Referring expression pointing data:
[Start of section]

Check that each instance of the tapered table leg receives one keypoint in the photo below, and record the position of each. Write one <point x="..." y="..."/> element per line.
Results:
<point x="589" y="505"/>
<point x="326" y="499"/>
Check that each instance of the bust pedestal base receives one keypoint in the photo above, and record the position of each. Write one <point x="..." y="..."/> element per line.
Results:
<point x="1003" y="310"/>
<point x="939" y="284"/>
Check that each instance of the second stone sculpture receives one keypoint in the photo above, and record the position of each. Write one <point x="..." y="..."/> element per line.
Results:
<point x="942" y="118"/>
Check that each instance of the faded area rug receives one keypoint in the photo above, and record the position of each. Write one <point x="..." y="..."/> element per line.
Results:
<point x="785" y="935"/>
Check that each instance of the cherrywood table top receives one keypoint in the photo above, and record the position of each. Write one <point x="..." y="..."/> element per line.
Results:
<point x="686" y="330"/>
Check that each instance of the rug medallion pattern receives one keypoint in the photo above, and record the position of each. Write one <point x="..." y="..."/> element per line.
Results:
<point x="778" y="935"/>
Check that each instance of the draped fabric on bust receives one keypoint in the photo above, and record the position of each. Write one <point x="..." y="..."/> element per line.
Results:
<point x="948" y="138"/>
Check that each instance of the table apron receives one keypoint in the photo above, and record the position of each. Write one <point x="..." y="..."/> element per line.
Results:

[End of section]

=== Your task ===
Take the line containing "Check that each instance of the second" as the start and the last line of the data as the end, and reproduce that range exactly.

=== Solution ===
Check that each instance of the second stone sculpture receives one keypoint in the photo above, and record the position of each. Write one <point x="..." y="..."/> element per line.
Results:
<point x="942" y="118"/>
Check that each instance of the faded area rug receives one keypoint in the photo above, and record the position of each. Write one <point x="..." y="..."/> element per line.
Results:
<point x="785" y="935"/>
Check that each instance of the cherrywood table top receives one keypoint in the photo above, and record the position of each. Write one <point x="..." y="..."/> element per line.
Results:
<point x="686" y="330"/>
Check that each instance of the rug medallion pattern receives one keypoint in the photo above, and record the position of each. Write one <point x="..." y="..."/> element per line.
Results:
<point x="778" y="935"/>
Check that each instance of the draped fabric on bust receives one keypoint in the photo above, and record the position of each. Write one <point x="..." y="..."/> element per line.
Results:
<point x="948" y="138"/>
Check that each instance of the table apron receives one keypoint in the photo above, and record the position of each. Write one <point x="..." y="..."/> element per line.
Results:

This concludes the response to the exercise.